### Recorded information
+ + + + + + +

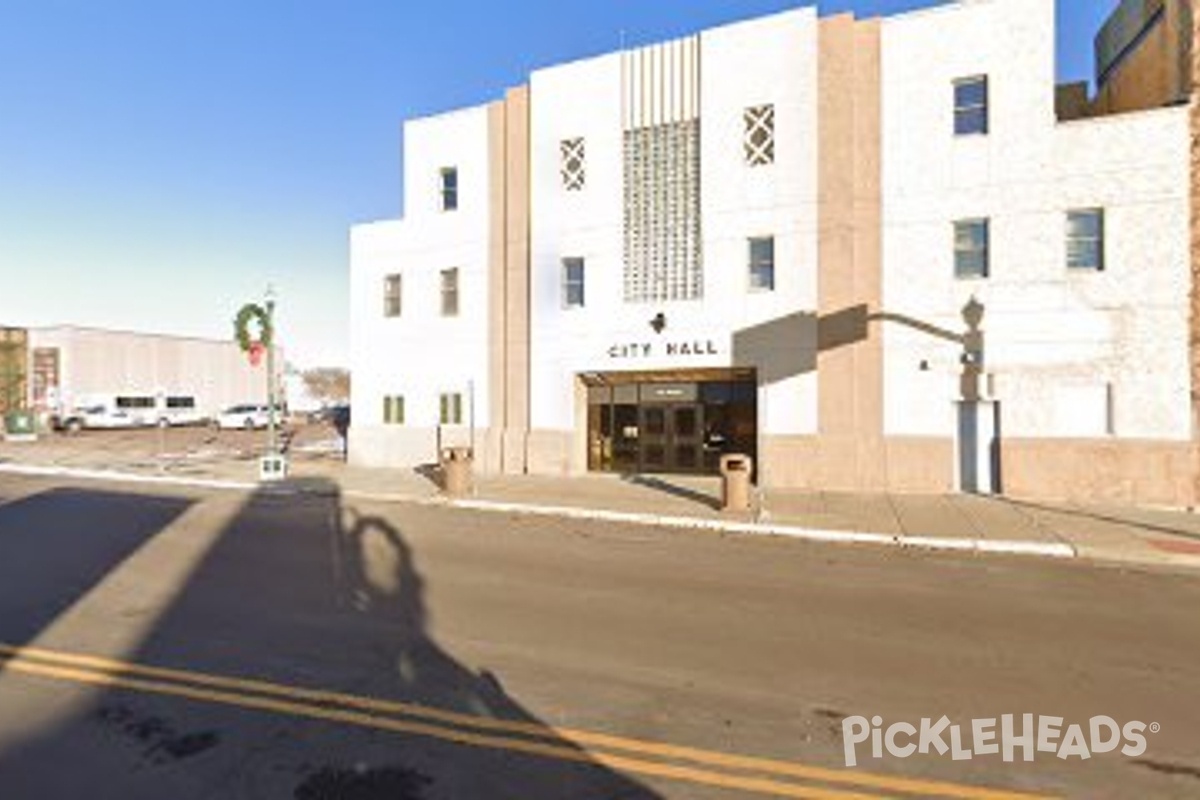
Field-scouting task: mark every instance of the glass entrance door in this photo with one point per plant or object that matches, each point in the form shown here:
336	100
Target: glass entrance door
671	438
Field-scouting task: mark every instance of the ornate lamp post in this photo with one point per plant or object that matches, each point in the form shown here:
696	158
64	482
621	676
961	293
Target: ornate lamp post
256	344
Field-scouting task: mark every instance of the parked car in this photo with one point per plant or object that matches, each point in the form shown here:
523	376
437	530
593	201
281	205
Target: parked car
340	417
95	417
247	416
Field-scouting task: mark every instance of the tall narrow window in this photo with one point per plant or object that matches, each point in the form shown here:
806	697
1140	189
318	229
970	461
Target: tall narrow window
762	263
971	106
971	248
760	134
450	293
573	164
449	188
573	282
391	295
450	411
1085	239
394	409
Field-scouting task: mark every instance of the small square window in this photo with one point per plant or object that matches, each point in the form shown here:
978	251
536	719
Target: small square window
971	106
573	282
450	293
391	295
762	264
450	408
394	409
971	248
1085	239
449	188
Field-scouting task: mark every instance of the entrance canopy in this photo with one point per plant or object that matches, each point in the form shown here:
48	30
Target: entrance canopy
670	421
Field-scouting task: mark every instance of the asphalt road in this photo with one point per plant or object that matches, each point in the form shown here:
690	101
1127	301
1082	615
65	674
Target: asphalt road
169	643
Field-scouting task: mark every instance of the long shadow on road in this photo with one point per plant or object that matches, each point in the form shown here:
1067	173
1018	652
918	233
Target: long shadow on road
325	609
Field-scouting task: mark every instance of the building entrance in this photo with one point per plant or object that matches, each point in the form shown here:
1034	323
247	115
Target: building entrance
670	422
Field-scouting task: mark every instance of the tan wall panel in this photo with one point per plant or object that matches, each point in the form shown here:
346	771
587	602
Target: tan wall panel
516	295
1151	473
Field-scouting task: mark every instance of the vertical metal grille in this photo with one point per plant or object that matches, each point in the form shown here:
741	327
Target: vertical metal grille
661	173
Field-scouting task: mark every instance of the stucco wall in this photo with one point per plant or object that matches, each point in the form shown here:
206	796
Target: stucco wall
1059	343
423	354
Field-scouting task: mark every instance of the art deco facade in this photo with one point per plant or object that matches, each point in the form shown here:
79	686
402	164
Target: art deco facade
869	252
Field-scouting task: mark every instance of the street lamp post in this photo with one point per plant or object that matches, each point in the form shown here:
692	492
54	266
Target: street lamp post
271	433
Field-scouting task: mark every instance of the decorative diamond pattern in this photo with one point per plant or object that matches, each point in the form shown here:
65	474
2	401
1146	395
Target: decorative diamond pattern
573	164
760	134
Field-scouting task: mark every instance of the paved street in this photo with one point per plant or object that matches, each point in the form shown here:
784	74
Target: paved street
187	643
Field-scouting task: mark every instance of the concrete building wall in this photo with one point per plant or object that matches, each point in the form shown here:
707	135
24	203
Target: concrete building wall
1071	355
421	354
96	362
859	348
1156	68
769	60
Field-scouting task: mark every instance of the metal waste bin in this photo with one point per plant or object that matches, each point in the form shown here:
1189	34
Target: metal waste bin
736	471
456	470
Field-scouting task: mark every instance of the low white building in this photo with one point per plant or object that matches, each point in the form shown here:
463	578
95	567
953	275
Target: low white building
71	365
865	252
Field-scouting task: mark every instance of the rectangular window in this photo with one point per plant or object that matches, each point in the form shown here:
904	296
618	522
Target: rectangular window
762	264
971	106
450	293
1085	239
450	411
391	295
971	248
394	409
449	188
573	282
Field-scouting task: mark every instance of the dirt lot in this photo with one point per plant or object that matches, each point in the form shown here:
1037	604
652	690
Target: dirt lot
180	445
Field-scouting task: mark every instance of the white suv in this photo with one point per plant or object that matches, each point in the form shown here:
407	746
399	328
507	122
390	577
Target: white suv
247	416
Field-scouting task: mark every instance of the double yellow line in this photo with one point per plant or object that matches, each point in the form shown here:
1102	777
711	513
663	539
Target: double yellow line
631	756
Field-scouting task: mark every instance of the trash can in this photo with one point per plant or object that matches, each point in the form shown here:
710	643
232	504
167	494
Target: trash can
736	471
456	470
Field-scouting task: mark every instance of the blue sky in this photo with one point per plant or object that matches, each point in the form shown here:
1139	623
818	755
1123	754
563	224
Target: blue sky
162	162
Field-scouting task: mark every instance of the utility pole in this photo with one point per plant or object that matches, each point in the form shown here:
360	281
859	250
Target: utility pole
273	446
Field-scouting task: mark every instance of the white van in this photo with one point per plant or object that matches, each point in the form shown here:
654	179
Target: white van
131	410
179	409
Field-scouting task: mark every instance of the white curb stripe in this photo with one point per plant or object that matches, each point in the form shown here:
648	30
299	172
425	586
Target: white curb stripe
1008	547
126	477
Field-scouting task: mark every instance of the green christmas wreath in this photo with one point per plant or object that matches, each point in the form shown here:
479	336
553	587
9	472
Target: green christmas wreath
252	313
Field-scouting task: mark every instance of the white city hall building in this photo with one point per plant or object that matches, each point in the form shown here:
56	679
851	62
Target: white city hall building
870	253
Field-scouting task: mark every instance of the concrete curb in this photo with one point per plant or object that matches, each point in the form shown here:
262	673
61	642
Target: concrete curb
1047	549
961	545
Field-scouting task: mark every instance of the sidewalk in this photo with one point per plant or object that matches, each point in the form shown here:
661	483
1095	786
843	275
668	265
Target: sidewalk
972	523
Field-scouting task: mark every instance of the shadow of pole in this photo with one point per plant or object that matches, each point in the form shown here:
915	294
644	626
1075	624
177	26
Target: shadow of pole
352	698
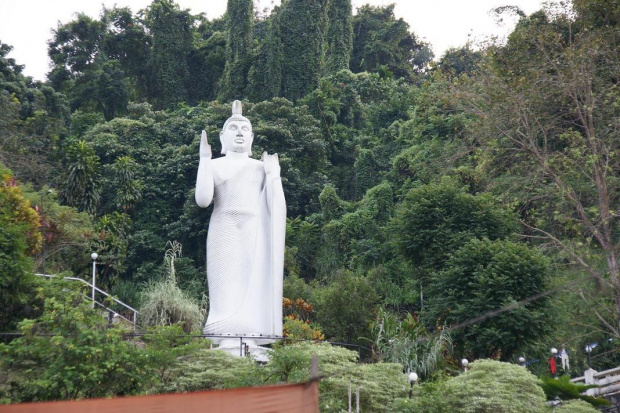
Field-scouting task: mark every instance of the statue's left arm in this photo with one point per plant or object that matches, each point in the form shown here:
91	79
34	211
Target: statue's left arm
277	210
273	184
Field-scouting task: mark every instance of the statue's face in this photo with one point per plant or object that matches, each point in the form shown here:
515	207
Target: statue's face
237	137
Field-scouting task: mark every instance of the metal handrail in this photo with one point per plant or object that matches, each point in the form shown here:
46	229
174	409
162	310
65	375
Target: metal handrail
135	312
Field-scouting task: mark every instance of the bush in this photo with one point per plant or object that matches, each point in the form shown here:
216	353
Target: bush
165	304
211	370
488	386
70	352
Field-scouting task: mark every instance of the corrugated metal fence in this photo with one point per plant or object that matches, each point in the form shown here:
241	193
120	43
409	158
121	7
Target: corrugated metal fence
303	398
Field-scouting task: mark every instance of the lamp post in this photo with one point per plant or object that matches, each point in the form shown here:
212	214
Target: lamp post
552	365
94	256
413	377
588	351
49	191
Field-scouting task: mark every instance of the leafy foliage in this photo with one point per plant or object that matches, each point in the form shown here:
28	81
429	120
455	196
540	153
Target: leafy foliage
564	389
19	237
481	278
70	353
487	386
164	303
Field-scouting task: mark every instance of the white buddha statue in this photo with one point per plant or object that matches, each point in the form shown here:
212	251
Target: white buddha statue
245	244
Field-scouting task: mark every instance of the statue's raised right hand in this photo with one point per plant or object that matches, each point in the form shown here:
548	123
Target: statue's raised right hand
205	148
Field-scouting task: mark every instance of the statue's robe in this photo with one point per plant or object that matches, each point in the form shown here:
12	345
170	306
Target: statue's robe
245	257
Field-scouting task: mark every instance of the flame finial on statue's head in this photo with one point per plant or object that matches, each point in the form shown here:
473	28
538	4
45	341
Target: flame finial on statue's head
237	109
236	114
237	117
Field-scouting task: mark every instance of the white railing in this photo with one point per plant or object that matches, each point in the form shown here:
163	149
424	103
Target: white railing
135	312
608	381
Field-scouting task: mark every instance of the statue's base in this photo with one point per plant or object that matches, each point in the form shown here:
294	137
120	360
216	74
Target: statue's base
246	348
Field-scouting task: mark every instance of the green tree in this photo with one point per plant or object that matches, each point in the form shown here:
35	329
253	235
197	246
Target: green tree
83	184
487	293
487	386
70	352
301	25
19	238
383	42
128	188
339	36
266	72
345	307
172	40
548	109
239	15
435	220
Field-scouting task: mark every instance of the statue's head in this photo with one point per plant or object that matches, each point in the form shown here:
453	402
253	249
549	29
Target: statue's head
236	135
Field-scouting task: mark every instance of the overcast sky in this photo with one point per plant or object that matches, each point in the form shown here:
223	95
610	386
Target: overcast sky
27	24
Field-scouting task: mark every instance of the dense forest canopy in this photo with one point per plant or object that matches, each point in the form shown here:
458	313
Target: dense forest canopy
474	197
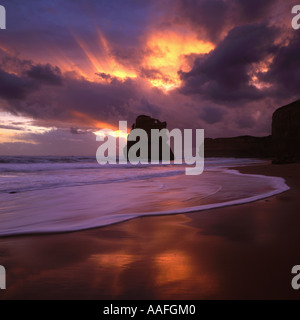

+ + + + + + +

### Exercise prompt
Can you repeat, word for word, the part of the rows that opens with the line containing "Field-scouting task: mark every instance of the flame" and runs through the end of the rows, leaving the pictures out?

### Task solution
Field-scouting task: mark every instance of the flame finial on statue's head in this photo with one point per plant or object that matches, each point in the form shown here:
473	28
538	4
45	341
Target: flame finial on statue's head
237	109
236	114
237	117
Field-scouting task: mark every instance of the white railing in this photo with one point per plant or object that matches, each point in the form shown here:
163	149
424	103
Target: white railing
135	312
608	381
Field-scouting task: mark every instance of the statue's base in this photo with one point per plant or object that matches, each point in the form shown here:
294	137
120	360
216	74
Target: statue's base
246	348
Field-scouting task: mark every instance of the green tree in this photo with one point per plant or object that matches, each point in the form shown here:
35	329
253	235
197	246
Target: green tree
83	184
487	293
487	386
70	352
301	25
19	238
383	42
128	188
339	36
266	72
345	307
172	40
548	109
239	15
435	220
Field-scouting task: mark every instance of the statue's head in this photo with one point per plant or object that matches, each point in the form shown here:
453	402
253	249
549	29
Target: statue's head
236	135
Field-scouting task: mark every instance of the overcast sky in this photo with one point per plant or object that matches, each point in the form shown here:
223	95
610	386
Target: overcast sky
27	24
Field-scouting task: mark every instance of the dense forest canopy in this photo with one point per plant or object that matches, each point in the form shown here:
458	313
Target: dense forest canopy
474	197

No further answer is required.